GOAL
Reproduce the material below line for line, with every character left unchanged.

(Entries from an annotation dataset)
┌──

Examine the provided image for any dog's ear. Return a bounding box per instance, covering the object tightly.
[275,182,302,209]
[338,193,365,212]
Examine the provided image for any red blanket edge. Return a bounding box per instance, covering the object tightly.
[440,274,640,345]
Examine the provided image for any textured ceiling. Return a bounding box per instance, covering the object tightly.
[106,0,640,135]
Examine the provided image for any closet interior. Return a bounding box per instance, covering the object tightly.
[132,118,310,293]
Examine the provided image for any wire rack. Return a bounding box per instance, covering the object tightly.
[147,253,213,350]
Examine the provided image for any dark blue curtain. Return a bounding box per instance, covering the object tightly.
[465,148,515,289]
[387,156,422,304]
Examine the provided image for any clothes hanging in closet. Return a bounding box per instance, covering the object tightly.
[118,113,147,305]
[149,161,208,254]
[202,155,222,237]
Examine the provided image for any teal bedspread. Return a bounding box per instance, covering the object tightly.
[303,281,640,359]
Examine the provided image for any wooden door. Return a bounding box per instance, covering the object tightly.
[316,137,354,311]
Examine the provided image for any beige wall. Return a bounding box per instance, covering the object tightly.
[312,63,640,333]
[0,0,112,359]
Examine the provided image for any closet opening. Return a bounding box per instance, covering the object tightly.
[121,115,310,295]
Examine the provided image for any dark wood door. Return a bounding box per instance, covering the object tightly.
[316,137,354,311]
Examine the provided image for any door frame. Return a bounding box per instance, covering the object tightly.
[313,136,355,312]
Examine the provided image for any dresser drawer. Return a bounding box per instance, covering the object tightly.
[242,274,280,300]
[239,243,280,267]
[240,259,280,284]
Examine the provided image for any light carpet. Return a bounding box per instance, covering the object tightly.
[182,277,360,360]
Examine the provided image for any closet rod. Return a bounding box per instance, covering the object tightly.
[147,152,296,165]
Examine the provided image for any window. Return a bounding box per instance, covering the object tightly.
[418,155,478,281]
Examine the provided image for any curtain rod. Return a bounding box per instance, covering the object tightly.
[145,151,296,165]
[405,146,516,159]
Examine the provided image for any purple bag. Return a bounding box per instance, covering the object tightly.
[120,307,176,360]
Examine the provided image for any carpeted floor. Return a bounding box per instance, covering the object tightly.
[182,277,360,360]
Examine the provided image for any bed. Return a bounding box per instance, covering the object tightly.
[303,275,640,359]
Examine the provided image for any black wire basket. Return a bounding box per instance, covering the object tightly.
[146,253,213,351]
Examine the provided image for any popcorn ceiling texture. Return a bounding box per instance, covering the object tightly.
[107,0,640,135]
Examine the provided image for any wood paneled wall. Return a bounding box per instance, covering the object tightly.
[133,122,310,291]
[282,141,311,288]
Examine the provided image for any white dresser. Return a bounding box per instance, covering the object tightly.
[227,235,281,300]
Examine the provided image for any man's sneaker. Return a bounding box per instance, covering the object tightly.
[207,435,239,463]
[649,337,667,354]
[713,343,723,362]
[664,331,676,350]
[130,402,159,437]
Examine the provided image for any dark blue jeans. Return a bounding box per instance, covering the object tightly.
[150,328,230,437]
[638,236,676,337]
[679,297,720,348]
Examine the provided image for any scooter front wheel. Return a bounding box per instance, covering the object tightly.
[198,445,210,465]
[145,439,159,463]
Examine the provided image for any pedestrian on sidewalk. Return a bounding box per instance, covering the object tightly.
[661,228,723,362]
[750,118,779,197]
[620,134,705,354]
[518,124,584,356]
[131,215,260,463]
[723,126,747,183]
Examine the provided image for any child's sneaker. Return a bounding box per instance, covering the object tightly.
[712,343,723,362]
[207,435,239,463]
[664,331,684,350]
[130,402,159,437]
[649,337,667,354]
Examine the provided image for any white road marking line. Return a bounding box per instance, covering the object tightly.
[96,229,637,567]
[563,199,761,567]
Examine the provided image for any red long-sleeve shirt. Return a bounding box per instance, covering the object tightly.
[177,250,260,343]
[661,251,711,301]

└──

REPLY TO THE EXERCISE
Examine the provided image for any dog's ear. Return a bounding box per instance, covering the object tightly.
[275,182,302,209]
[338,193,365,212]
Examine the provided image for any red blanket edge. Return a bounding box per instance, covering the object tightly.
[440,274,640,345]
Examine the provided image for any textured ceiling. Return a bounding box per instance, covering the object tightly.
[106,0,640,135]
Examine the provided image for any closet interior. Return a bounding box per instance, covering the object tightly.
[132,118,310,293]
Examine the provided image for any wire rack. Return a bounding box per instance, covering the object tightly.
[147,253,213,350]
Examine the provided image for any dark blue curtain. Return a bounding box per instance, covering the object tightly.
[465,148,515,289]
[387,156,422,304]
Examine the provided image for any clothes hanging in closet. Return a bounding box per instance, covering the object tightly.
[118,113,147,305]
[149,161,208,254]
[202,155,222,237]
Examine the provided image for any teal bedspread. Return a bounding box per instance, covering the object tightly.
[303,281,640,359]
Examine the provided image for any wooden door. Return a bounding box per instance, covering the object tightly.
[316,137,354,311]
Examine the provided image for any beige wall. Return a bounding box per instance, covering the object tightly.
[312,63,640,333]
[0,0,112,359]
Examine the provided image for any closet opening. Return a bounding box per instance, covering the object tightly.
[121,115,310,295]
Examine the provided image for any dark wood door. Return a bounding box per instance, covering the object tightly.
[316,137,354,311]
Examine the provided image for any door frame. Return a bounding box per instance, covering the object tightly.
[313,136,355,312]
Examine the provided image for any dresser drawer. Return a bounding box per instance, covering the object tightly.
[242,274,280,300]
[239,243,280,267]
[240,259,280,284]
Examine the provided image for any light carpet. Return a bounding box per instance, covering the object tightly.
[182,277,360,360]
Examine the provided image for any closet rod. Return a bounding box per instance, covering the object tightly.
[147,152,296,165]
Examine the provided image for any window. Return a bounding box per instance, covering the object tightly.
[418,155,478,281]
Examine the provided image for any curtain rod. Return a bounding box per instance, covering the object tightly.
[145,151,296,165]
[405,146,516,159]
Examine the provided image for any purple bag. Return a bounding box per instance, covering the object tightly.
[120,307,176,360]
Examine the provided image for any carpeted floor. Return a bounding box per instance, covering the object tightly.
[182,277,360,360]
Examine the provided image for any bed. Return a bounding box per instance, covering the object tightly.
[303,275,640,359]
Examine the provided image for any black wire basket. Return a bounding box per instance, covering the object tightly.
[146,253,213,351]
Examine the provided image for any popcorn ceiling texture. Return a bounding box per instance, covering the object tightly.
[107,0,640,135]
Examine the provided image for any wood paneled wall. Return a bounding box per instance, covering the object tightly.
[133,122,310,291]
[282,141,311,288]
Examine the provided image for any white dresser. Return a bounding box per instance, covering the object tightly.
[227,235,281,300]
Examine the provided image for any man's sneaker. Return a bounding box per instance, covering the object tightly.
[207,435,239,463]
[649,337,667,354]
[713,343,723,362]
[664,331,676,350]
[130,402,159,437]
Examine the provided image for any dark blue jeans. Return a bounding box per instance, covering the object tightly.
[150,328,230,437]
[638,236,676,337]
[679,297,720,348]
Examine the provided image for any scooter front wheel. Return a bounding box per instance, covering the object tightly.
[198,445,210,465]
[145,439,159,463]
Examine the provided image for any pedestrian on sidewalk. Return a bounding box per instance, covering the object tightly.
[661,228,723,362]
[750,118,779,197]
[620,134,705,354]
[518,124,584,356]
[131,215,260,463]
[723,126,747,183]
Examine the provided image for any child's sneaker. Return a bounding box per instance, covering the object tightly.
[712,343,723,362]
[207,435,239,463]
[664,331,684,350]
[130,402,159,437]
[649,337,667,354]
Examine the provided image for any white road marking line. Return a bounding box per instance, covering the object tightly.
[96,229,637,567]
[563,199,761,567]
Examine the provided image for any red long-sleeve shirt. Return a bounding box per instance, covering the object tightly.
[177,250,260,343]
[661,251,711,301]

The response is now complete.